Write out the records below again, word for word and line for line, leaving nothing out.

— START Task data —

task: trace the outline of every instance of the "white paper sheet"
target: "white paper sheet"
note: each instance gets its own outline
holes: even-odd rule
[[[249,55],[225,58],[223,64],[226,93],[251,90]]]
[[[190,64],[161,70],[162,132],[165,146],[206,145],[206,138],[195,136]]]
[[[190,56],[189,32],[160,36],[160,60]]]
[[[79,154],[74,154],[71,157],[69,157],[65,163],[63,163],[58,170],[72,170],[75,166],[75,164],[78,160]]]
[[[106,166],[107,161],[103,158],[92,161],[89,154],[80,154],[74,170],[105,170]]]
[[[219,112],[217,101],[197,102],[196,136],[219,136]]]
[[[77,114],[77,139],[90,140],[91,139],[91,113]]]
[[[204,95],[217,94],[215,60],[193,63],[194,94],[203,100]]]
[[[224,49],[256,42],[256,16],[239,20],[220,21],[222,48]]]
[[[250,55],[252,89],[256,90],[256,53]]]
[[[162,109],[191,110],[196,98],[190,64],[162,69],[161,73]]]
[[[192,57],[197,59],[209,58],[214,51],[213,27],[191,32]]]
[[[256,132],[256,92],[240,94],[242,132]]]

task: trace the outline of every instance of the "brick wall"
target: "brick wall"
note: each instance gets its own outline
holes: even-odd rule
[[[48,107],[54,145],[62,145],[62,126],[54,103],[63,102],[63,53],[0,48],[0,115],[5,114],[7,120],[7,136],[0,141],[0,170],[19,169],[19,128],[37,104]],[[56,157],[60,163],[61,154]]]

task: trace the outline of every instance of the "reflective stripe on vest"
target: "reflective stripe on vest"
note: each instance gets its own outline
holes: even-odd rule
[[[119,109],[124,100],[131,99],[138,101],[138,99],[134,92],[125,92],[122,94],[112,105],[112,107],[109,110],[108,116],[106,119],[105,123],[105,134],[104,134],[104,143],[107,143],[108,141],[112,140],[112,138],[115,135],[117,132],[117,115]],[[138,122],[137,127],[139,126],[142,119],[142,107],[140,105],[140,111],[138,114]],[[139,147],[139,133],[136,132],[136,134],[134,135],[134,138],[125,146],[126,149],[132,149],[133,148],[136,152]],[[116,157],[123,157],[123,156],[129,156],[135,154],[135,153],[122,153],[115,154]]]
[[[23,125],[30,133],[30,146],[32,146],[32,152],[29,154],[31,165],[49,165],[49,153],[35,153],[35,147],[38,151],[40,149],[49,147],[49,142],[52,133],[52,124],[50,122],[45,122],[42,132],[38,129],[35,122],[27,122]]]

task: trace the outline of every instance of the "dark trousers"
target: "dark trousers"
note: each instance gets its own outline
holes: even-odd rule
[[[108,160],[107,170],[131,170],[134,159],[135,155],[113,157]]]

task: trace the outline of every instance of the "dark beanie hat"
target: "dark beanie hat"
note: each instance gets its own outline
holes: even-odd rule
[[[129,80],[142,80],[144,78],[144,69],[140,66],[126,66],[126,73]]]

— END Task data —

Expected output:
task: trace the outline of every instance of the "white paper sheet"
target: "white paper sheet"
note: each instance gets its own outline
holes: even-odd rule
[[[249,55],[225,58],[223,64],[226,93],[251,90]]]
[[[190,64],[161,70],[162,132],[165,146],[206,145],[206,138],[195,136]]]
[[[190,56],[189,32],[160,36],[160,60]]]
[[[79,154],[74,154],[71,157],[69,157],[65,163],[63,163],[58,170],[72,170],[75,166],[75,164],[78,160]]]
[[[106,166],[107,161],[103,158],[92,161],[89,154],[80,154],[74,170],[105,170]]]
[[[219,112],[217,101],[197,102],[196,136],[219,136]]]
[[[77,114],[77,139],[90,140],[91,139],[91,113]]]
[[[204,95],[217,94],[215,60],[193,63],[194,94],[203,100]]]
[[[224,49],[256,42],[256,16],[239,20],[220,21],[222,48]]]
[[[250,55],[252,89],[256,90],[256,53]]]
[[[162,109],[191,110],[196,98],[190,64],[162,69],[161,73]]]
[[[192,57],[197,59],[209,58],[214,51],[213,27],[191,32]]]
[[[256,132],[256,92],[240,94],[242,132]]]

task: trace the outline of every instance of the "brick wall"
target: "brick wall"
note: each instance gets its own outline
holes: even-odd rule
[[[48,107],[54,145],[62,145],[62,126],[54,103],[63,102],[63,53],[0,48],[0,115],[5,114],[7,120],[7,136],[0,141],[0,170],[19,169],[19,128],[37,104]],[[56,157],[60,163],[61,154]]]

task: trace the outline of every instance of the "reflective stripe on vest"
target: "reflective stripe on vest"
note: each instance gets its own outline
holes: even-odd rule
[[[119,109],[124,100],[131,99],[138,101],[138,99],[134,92],[125,92],[122,94],[112,105],[112,107],[109,110],[108,116],[106,119],[105,123],[105,134],[104,134],[104,143],[107,143],[108,141],[112,140],[112,138],[115,135],[117,132],[117,115]],[[138,122],[137,127],[139,126],[142,119],[142,107],[140,105],[140,111],[138,114]],[[139,147],[139,133],[136,132],[136,134],[134,135],[134,138],[125,146],[126,149],[132,149],[133,148],[136,152]],[[116,157],[123,157],[123,156],[129,156],[135,154],[135,153],[122,153],[115,154]]]
[[[23,125],[30,133],[30,146],[32,146],[32,152],[29,154],[31,165],[49,165],[49,153],[35,153],[35,147],[38,151],[40,149],[49,147],[49,142],[52,133],[52,124],[50,122],[45,122],[42,132],[38,129],[35,122],[27,122]]]

task: trace the outline of every instance of the "dark trousers"
target: "dark trousers"
note: each instance gets its own outline
holes: even-odd rule
[[[108,160],[107,170],[131,170],[134,159],[135,155],[113,157]]]

task: trace the outline of every instance of the "dark beanie hat"
target: "dark beanie hat"
note: each instance gets its own outline
holes: even-odd rule
[[[129,80],[142,80],[144,78],[144,69],[140,66],[126,66],[126,73]]]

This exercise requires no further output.